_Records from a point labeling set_
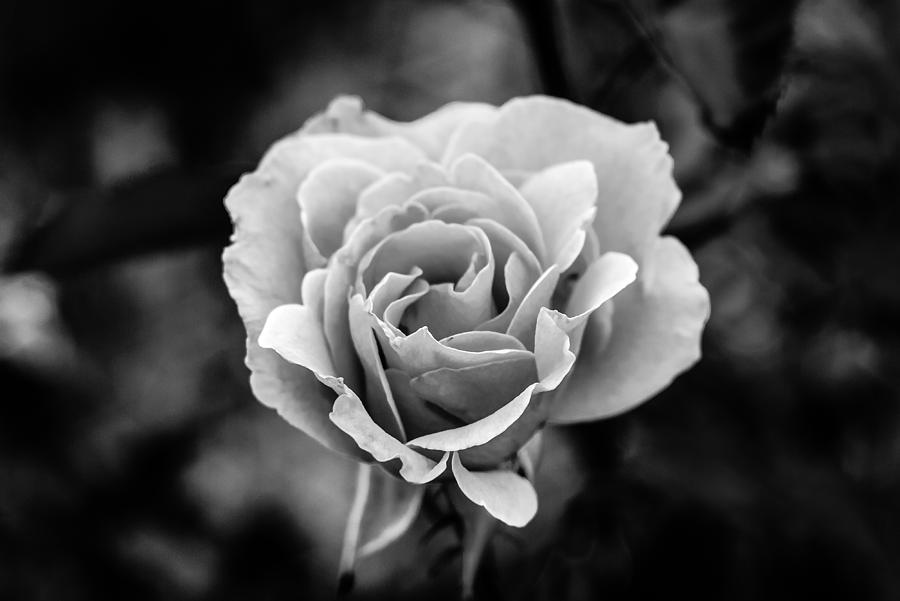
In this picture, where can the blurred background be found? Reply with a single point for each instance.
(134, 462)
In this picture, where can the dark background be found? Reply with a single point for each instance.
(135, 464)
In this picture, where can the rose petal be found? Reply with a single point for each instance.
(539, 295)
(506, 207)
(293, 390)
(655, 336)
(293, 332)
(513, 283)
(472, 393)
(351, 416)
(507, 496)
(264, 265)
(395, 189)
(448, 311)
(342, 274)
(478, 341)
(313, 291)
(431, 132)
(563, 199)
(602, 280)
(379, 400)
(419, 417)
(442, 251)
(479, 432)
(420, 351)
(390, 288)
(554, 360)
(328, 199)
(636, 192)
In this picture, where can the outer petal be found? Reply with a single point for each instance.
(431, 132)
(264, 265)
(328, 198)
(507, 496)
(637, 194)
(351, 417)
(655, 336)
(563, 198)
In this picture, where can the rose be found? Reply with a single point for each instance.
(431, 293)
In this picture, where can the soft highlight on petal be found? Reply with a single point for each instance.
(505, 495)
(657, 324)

--

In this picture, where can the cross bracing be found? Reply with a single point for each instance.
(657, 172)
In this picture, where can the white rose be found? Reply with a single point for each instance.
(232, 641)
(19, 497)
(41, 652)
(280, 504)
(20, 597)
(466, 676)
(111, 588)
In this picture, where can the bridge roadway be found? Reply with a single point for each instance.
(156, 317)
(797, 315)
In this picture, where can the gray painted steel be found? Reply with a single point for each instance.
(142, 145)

...

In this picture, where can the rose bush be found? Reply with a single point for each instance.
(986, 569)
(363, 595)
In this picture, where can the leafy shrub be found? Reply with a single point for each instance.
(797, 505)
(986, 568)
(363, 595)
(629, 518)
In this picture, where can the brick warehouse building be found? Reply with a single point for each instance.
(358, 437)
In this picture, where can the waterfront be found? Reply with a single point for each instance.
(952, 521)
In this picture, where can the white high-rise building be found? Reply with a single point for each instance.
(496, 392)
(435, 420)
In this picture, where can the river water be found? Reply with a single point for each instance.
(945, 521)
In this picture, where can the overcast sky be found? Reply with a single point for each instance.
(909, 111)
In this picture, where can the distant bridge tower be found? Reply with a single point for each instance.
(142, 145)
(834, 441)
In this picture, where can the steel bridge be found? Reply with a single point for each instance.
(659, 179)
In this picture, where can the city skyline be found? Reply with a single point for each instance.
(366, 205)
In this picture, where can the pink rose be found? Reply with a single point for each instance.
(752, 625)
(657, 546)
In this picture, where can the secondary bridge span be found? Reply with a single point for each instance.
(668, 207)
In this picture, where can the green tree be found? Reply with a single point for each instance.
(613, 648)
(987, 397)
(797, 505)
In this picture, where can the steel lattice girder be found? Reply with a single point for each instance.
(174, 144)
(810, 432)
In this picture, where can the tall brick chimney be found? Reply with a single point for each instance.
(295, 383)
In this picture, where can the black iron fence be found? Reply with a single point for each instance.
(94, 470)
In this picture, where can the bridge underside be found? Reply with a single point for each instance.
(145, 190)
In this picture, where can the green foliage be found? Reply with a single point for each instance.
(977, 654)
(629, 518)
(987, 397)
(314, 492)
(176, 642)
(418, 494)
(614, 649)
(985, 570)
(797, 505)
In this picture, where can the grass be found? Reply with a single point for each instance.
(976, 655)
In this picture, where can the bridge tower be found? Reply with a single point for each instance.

_Short problem_
Change "grass" to "lawn" and reproduce only the records from the line with "In this picture, where can the green foliage" up to and including the line with "In this picture, where can the bridge tower", leaving all else unchanged.

_Exercise output_
In this picture, where can the green foliage be found? Reply with a single point for each instance.
(977, 654)
(629, 518)
(987, 397)
(314, 492)
(176, 642)
(418, 494)
(614, 649)
(985, 570)
(797, 505)
In this picture, where can the lawn be found? Reply with a single point for each instance.
(976, 655)
In this picture, where can the bridge tower be found? Reply with a single point for each instance.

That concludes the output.